- _Parts of the exercise_:
A - In the text on Islay in autumn, which distillery is reached through the fields and along the farm track from Persabus?
B - From the text on Islay in autumn, pull out everything from "Our ‘whisky visitors’" down to "Bowmore and Bruichladdich.", word for word.

*** Provided text Section Begins ***

Islay Autumn

Seasons don’t end at Persabus, they just change

Summer visitors often ask me what an Islay winter is like.

As the summer months fade to a happy distant memory, Autumn is upon us and our guests can look forward to a very different island experience. 

An Islay Autumn, and the air is crisp and fresh. The colours of the landscape change to deep purples, ochres and golden hues, as dramatic sunrises and sunsets cast their golden magic across the landscape.

Our ‘whisky visitors’ are back staying with us on the farm

Persabus provides easy access to the north Islay distilleries

Through the fields and along the farm track is Caol ila Distillery. Or follow the twisting, winding road which leads to the distilleries of Ardnahoe and Bunnahabain. Here you will be treated to some of the island’s most stunning scenery. The north east coastline is wild and rugged with views out to the almost uninhabited west coast of Jura. At the end lies the distillery and a well-earned tasting of a good Bunnahabhain malt is obligatory if you are a whisky fan. The nearest bus stop is just a short walk from the farm allowing easy access to the south Islay distilleries too, as well the distilleries of Bowmore and Bruichladdich.

Enjoy the ‘Spa Therapy’ of an autumn Walk

The island walks on offer in the autumn months provide refreshing, exhilarating and sometimes complete ‘spa therapy’ experiences when the heavens open and the wind whips up! Guests return to the warmth of the cottages and farmhouse alike, rosy cheeked, recharged and refreshed. Wild winter walks along deserted beaches on a stormy day are a great tonic. Beautiful natural beach ‘treasures’ of shells, driftwood and old anchor buoys can be found among the pebbles, seaweed and sand. Otters, herons, oyster catchers, and seals are never far away.

On blustery days the various woodland walks provide shelter, their tall trees forming spectacular canopies. The leaves having changed to the yellows, auburns and golds of an autumn landscape. Conkers are scattered on the ground below the Horse Chestnut trees. They lie invitingly in their shells. I always like to stop and open a few. There is something quite special about breaking into the shell to reveal those beautiful woody conkers.

Spectacular Autumn Sunrises and Sunsets

In the autumn and winter months on clear days, the sunrises and sunsets can be especially spectacular. Snuggling up under a rug, from the Islay Woollen Mill of course, nestled in the sand dunes. With the beach to yourselves, and a flask of tea and sandwiches, it really is the perfect way to experience an early sunset or late sunrise. If you are lucky, you will be treated to a flypast of the Barnacle, Greylag or White-fronted geese who frequent our shores in the winter months.

As evening comes there is the offer of a fireside dram

With so many whiskies to choose from, all locally produced, it is a whisky enthusiasts dream. The logs and peat fires will be burning in the local hotels and a winter fayre of local venison, succulent lamb and beef are all on the menus for those looking for an evening out. At the Ballygrant Inn they even offer a ‘whisky menu’ and will guide you through the huge range of malts on offer, having won ‘whisky bar of the year’ on several occasions.

*** Provided text Section Ends ***
*** Information provided Section Begins ***

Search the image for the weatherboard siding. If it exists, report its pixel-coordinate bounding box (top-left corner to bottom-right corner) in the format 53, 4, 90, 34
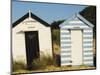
83, 29, 93, 65
60, 30, 71, 66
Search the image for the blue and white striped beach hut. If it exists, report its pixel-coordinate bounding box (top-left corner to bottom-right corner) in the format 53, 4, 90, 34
60, 14, 94, 66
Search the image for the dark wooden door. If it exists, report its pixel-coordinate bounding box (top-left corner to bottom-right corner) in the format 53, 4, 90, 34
25, 31, 39, 69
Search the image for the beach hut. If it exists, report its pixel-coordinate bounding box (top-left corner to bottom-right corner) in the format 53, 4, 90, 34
12, 11, 53, 66
60, 14, 94, 66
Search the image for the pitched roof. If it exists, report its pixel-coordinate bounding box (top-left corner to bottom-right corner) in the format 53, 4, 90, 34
59, 14, 94, 27
12, 12, 50, 27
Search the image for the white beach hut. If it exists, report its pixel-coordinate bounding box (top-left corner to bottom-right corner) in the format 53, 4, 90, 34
12, 11, 53, 66
60, 14, 94, 66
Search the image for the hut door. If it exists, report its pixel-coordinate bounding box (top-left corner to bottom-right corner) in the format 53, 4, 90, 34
25, 31, 39, 69
71, 30, 82, 65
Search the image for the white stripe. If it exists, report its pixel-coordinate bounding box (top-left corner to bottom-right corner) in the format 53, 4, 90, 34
61, 57, 71, 61
84, 61, 93, 64
83, 43, 93, 46
61, 39, 71, 42
61, 44, 71, 46
83, 34, 93, 37
61, 53, 71, 56
84, 52, 93, 55
61, 63, 71, 66
69, 20, 84, 24
61, 48, 70, 51
60, 29, 69, 33
84, 48, 93, 51
61, 35, 70, 37
83, 39, 93, 41
62, 25, 89, 28
84, 29, 93, 33
84, 57, 93, 59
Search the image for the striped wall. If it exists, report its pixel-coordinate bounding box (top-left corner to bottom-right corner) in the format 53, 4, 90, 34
60, 29, 93, 66
83, 29, 93, 66
60, 29, 71, 66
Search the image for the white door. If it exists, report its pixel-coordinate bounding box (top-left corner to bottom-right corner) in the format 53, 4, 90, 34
71, 30, 83, 65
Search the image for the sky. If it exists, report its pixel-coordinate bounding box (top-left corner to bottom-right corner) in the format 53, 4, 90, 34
12, 0, 87, 24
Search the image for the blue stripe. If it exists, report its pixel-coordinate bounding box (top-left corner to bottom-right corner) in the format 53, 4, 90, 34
83, 41, 93, 44
83, 32, 93, 35
61, 55, 71, 58
84, 54, 93, 57
61, 50, 71, 53
61, 37, 71, 40
61, 60, 70, 63
83, 46, 93, 48
84, 59, 93, 61
61, 41, 71, 44
84, 63, 94, 66
83, 37, 93, 39
66, 23, 85, 26
84, 50, 93, 53
61, 46, 71, 48
61, 32, 69, 35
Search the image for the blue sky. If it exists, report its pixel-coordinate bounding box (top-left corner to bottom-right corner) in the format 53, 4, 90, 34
12, 1, 87, 24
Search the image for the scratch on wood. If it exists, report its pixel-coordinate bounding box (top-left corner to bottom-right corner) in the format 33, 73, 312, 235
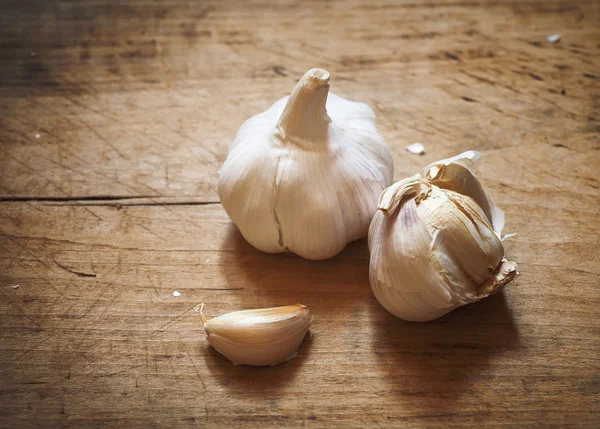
53, 258, 96, 277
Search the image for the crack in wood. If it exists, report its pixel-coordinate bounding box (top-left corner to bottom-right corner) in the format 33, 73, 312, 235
53, 258, 96, 277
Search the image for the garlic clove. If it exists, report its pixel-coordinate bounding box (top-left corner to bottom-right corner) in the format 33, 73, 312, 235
369, 153, 517, 321
423, 150, 504, 236
199, 304, 312, 366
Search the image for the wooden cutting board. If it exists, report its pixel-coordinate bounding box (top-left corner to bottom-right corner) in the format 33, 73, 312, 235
0, 0, 600, 428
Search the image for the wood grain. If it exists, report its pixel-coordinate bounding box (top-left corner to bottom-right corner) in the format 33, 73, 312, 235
0, 0, 600, 428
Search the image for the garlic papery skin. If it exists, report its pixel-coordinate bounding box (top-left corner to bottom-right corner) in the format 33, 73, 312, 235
369, 152, 517, 322
219, 69, 393, 260
199, 304, 312, 366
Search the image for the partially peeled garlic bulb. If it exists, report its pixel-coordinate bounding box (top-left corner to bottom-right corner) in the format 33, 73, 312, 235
197, 304, 312, 366
219, 69, 393, 259
369, 151, 517, 322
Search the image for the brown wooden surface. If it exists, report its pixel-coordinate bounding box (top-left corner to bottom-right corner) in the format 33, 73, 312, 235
0, 0, 600, 428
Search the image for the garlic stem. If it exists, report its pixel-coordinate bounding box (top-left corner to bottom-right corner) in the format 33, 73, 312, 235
277, 68, 331, 142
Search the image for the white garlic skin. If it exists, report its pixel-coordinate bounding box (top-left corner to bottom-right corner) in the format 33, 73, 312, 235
219, 69, 393, 260
201, 304, 312, 366
369, 152, 517, 322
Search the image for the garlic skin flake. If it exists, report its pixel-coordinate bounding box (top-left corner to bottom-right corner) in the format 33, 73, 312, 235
369, 151, 517, 322
199, 304, 312, 366
219, 69, 393, 260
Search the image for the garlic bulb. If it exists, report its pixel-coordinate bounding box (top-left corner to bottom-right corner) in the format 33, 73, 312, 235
219, 69, 393, 259
199, 304, 312, 366
369, 151, 517, 322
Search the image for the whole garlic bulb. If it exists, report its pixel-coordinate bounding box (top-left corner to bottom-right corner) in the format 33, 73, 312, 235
219, 69, 393, 259
197, 304, 312, 366
369, 151, 517, 322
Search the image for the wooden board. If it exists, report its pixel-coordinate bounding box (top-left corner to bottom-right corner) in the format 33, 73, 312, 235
0, 0, 600, 428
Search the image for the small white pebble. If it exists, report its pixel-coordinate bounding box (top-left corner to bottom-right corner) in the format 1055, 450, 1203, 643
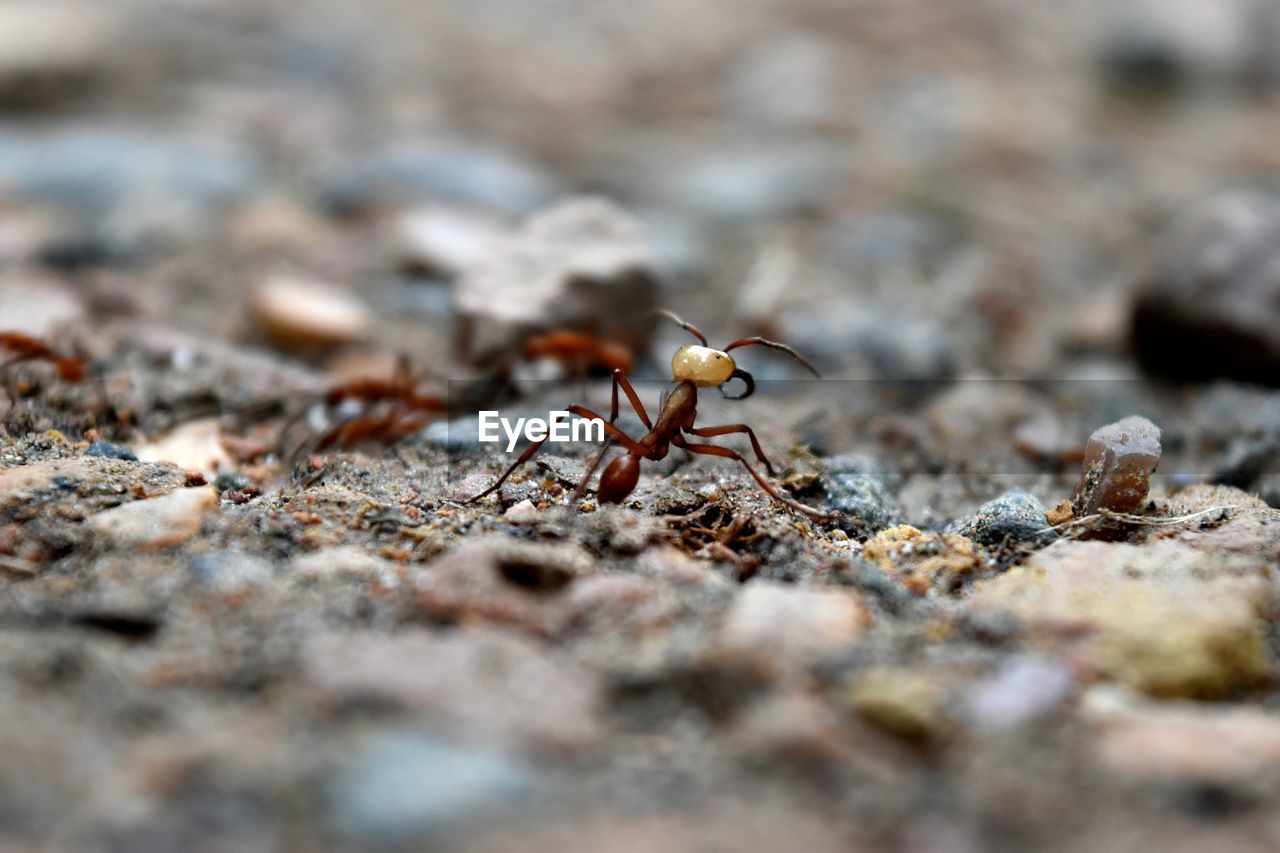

*** Information provided Section Ends ***

- _Solutions to the exercise_:
A - Caol ila Distillery

B -
Our ‘whisky visitors’ are back staying with us on the farm

Persabus provides easy access to the north Islay distilleries

Through the fields and along the farm track is Caol ila Distillery. Or follow the twisting, winding road which leads to the distilleries of Ardnahoe and Bunnahabain. Here you will be treated to some of the island’s most stunning scenery. The north east coastline is wild and rugged with views out to the almost uninhabited west coast of Jura. At the end lies the distillery and a well-earned tasting of a good Bunnahabhain malt is obligatory if you are a whisky fan. The nearest bus stop is just a short walk from the farm allowing easy access to the south Islay distilleries too, as well the distilleries of Bowmore and Bruichladdich.